[Records provided Boundary: Start]

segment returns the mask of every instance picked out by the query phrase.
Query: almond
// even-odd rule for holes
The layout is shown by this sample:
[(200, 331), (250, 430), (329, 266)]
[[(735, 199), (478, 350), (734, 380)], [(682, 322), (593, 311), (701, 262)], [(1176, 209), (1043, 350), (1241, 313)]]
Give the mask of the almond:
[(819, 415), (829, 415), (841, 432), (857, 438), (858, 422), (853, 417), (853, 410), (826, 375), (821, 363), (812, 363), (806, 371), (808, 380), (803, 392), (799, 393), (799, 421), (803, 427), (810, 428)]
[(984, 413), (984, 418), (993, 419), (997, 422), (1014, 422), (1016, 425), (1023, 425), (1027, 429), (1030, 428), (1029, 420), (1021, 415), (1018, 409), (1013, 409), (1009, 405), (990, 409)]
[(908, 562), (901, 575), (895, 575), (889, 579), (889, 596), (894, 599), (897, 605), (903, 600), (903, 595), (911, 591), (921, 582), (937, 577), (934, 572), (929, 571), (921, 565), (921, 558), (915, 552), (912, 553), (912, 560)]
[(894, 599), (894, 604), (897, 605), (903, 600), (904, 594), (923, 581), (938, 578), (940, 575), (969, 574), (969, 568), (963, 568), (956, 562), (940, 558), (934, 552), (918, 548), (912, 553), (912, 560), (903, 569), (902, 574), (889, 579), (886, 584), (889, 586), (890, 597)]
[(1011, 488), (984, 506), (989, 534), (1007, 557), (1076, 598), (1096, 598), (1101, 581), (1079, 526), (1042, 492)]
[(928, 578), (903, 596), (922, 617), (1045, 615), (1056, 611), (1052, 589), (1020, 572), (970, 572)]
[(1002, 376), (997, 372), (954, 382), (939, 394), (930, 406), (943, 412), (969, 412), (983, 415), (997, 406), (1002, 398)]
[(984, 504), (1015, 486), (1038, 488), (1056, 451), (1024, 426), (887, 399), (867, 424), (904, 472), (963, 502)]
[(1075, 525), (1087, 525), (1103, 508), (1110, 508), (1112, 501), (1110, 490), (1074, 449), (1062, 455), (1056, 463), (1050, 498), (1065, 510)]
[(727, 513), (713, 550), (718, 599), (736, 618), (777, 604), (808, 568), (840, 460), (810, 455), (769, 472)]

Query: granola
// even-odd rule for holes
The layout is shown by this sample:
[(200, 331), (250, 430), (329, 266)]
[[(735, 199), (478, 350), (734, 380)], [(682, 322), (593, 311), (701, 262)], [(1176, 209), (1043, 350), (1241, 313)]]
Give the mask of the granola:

[Records provided Boundary: End]

[Action item]: Write out each entry exactly, and omit nothing.

[Solution to the problem]:
segment returns the mask of every instance picked out by the query phrase.
Query: almond
// even-odd rule for holes
The layout is shown by this sample:
[(200, 331), (250, 430), (329, 266)]
[[(735, 199), (478, 350), (734, 380)], [(682, 322), (593, 311), (701, 262)], [(1176, 209), (1043, 350), (1241, 313)]]
Give the mask of the almond:
[(819, 415), (829, 415), (841, 432), (857, 438), (858, 422), (853, 417), (853, 410), (826, 375), (821, 363), (812, 363), (806, 371), (808, 380), (803, 392), (799, 393), (799, 421), (803, 427), (810, 428)]
[(984, 413), (984, 418), (993, 419), (997, 422), (1014, 422), (1016, 425), (1023, 425), (1027, 429), (1030, 428), (1029, 420), (1021, 415), (1018, 409), (1013, 409), (1009, 405), (990, 409)]
[(908, 562), (901, 575), (895, 575), (889, 579), (889, 596), (894, 599), (897, 605), (903, 600), (903, 595), (911, 591), (921, 582), (937, 577), (934, 572), (929, 571), (921, 565), (921, 558), (915, 552), (912, 553), (912, 560)]
[(894, 599), (894, 604), (897, 605), (903, 600), (904, 594), (923, 581), (938, 578), (940, 575), (969, 574), (969, 568), (963, 568), (956, 562), (940, 558), (934, 552), (918, 548), (912, 553), (912, 560), (903, 569), (902, 574), (889, 579), (886, 584), (889, 586), (890, 597)]
[(1011, 488), (984, 506), (989, 534), (1007, 557), (1076, 598), (1096, 598), (1101, 581), (1079, 526), (1042, 492)]
[(928, 578), (903, 596), (922, 617), (1045, 615), (1056, 611), (1052, 589), (1020, 572), (970, 572)]
[(1002, 376), (997, 372), (954, 382), (939, 394), (930, 406), (943, 412), (969, 412), (983, 415), (997, 406), (1002, 398)]
[(984, 504), (1015, 486), (1038, 488), (1056, 451), (1024, 426), (887, 399), (867, 424), (904, 472), (963, 502)]
[(1075, 525), (1087, 525), (1103, 508), (1110, 508), (1112, 501), (1110, 490), (1074, 449), (1062, 455), (1056, 463), (1050, 498), (1065, 510)]
[(727, 513), (713, 550), (718, 599), (736, 618), (777, 604), (808, 568), (840, 460), (810, 455), (769, 472)]

Query: granola
// even-odd rule for holes
The layout is shown by this sample:
[(200, 331), (250, 430), (329, 266)]
[[(735, 199), (478, 350), (734, 380)], [(682, 322), (593, 311), (701, 262)], [(1176, 209), (1043, 350), (1241, 313)]]
Give the mask of the granola:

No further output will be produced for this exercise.